◆ TASK PROMPT
Rewrite the records below as a numbered list, running from the start through the line that contains "[[280, 286]]", with blank lines and pictures left out.

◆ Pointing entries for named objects
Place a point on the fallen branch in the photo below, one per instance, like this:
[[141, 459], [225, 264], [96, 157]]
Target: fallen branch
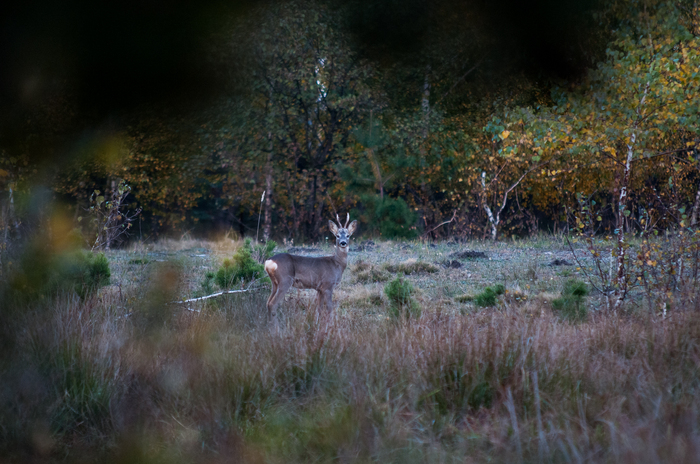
[[224, 292]]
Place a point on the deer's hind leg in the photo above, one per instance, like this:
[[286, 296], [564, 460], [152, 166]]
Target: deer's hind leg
[[280, 286]]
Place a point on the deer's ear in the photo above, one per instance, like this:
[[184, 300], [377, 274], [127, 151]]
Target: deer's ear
[[333, 228]]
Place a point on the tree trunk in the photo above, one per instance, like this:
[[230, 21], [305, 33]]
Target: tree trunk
[[696, 205], [267, 226], [621, 275]]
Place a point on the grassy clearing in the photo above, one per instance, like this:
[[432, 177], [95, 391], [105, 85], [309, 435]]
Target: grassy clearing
[[126, 376]]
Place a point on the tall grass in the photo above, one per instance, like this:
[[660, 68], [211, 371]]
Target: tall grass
[[85, 379]]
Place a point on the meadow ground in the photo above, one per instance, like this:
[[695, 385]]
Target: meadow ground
[[132, 375]]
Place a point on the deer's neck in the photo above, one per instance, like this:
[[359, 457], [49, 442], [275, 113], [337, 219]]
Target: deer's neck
[[341, 256]]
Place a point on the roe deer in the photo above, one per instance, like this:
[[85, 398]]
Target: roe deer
[[321, 274]]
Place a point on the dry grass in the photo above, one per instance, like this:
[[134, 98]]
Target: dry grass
[[127, 377]]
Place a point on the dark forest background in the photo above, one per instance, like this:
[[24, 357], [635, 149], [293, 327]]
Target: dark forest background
[[503, 116]]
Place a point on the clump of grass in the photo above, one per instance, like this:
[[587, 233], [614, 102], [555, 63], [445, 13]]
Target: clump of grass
[[366, 273], [488, 296], [570, 305], [244, 266], [400, 293], [411, 267]]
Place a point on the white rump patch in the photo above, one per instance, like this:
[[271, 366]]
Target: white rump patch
[[270, 266]]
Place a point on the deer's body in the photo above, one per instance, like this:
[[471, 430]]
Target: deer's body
[[320, 274]]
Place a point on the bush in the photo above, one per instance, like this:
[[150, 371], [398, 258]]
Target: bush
[[242, 267], [571, 304], [400, 293], [42, 274], [488, 296], [391, 217]]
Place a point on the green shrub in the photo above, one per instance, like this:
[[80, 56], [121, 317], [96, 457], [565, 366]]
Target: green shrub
[[242, 267], [392, 218], [400, 293], [42, 274], [488, 296], [571, 306]]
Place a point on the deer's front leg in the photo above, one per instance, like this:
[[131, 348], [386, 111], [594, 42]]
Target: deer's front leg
[[326, 300]]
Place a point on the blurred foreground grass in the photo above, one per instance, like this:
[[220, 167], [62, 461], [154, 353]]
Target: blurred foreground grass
[[127, 376]]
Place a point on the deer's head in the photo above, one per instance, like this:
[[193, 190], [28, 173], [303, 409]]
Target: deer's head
[[342, 233]]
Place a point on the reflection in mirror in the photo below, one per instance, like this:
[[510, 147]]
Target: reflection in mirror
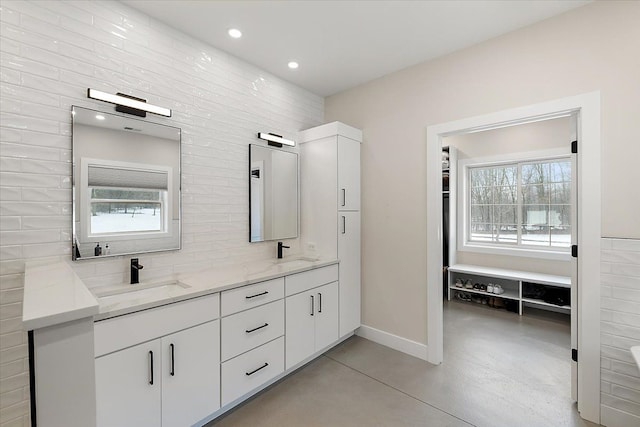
[[126, 185], [273, 194]]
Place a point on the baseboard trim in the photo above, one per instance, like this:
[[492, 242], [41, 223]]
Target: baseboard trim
[[612, 417], [395, 342]]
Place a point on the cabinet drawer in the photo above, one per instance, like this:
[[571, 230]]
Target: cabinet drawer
[[252, 369], [249, 329], [310, 279], [124, 331], [235, 300]]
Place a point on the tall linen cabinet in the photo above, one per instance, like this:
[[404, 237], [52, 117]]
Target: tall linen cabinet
[[330, 208]]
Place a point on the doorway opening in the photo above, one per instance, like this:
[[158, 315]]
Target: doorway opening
[[508, 209], [586, 109]]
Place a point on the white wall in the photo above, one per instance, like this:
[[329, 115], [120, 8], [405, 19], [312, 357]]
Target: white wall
[[620, 326], [526, 138], [590, 48], [51, 53]]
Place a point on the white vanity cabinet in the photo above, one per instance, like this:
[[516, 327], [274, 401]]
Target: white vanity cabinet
[[170, 378], [312, 322], [330, 208], [311, 313]]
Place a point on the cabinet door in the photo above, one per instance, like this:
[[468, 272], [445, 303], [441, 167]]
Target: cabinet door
[[348, 174], [128, 387], [300, 327], [190, 374], [326, 315], [349, 255]]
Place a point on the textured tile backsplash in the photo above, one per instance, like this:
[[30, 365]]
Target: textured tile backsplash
[[51, 52], [620, 330]]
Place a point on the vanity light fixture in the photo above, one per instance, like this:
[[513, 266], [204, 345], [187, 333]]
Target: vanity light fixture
[[128, 104], [234, 33], [275, 140]]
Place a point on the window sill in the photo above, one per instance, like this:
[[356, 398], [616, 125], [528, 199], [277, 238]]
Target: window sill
[[516, 251]]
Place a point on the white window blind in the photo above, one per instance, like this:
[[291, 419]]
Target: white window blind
[[102, 176]]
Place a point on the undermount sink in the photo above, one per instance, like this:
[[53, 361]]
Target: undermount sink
[[152, 291], [292, 262]]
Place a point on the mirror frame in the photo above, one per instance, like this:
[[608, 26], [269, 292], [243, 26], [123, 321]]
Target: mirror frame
[[297, 192], [174, 183]]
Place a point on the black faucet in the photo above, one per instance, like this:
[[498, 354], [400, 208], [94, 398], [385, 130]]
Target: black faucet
[[135, 271], [280, 247]]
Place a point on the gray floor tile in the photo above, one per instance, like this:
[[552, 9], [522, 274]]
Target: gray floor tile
[[327, 393]]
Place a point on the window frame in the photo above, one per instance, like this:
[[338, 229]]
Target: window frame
[[464, 244], [86, 201]]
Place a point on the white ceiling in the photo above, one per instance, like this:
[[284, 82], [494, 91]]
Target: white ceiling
[[342, 44]]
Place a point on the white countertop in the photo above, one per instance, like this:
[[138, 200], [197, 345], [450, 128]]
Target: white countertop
[[54, 294]]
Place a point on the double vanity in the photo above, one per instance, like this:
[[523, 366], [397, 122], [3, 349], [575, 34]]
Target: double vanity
[[176, 352], [186, 349]]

◆ FULL RESPONSE
1. Place a point on the fallen branch in the photo below, one per instance, like this:
2. [[141, 459], [225, 264], [96, 157]]
3. Target: fallen branch
4. [[224, 292]]
5. Place a point on the deer's hind leg in the photo above, one per instance, like this:
6. [[286, 296], [564, 460], [152, 166]]
7. Target: deer's hind leg
8. [[280, 286]]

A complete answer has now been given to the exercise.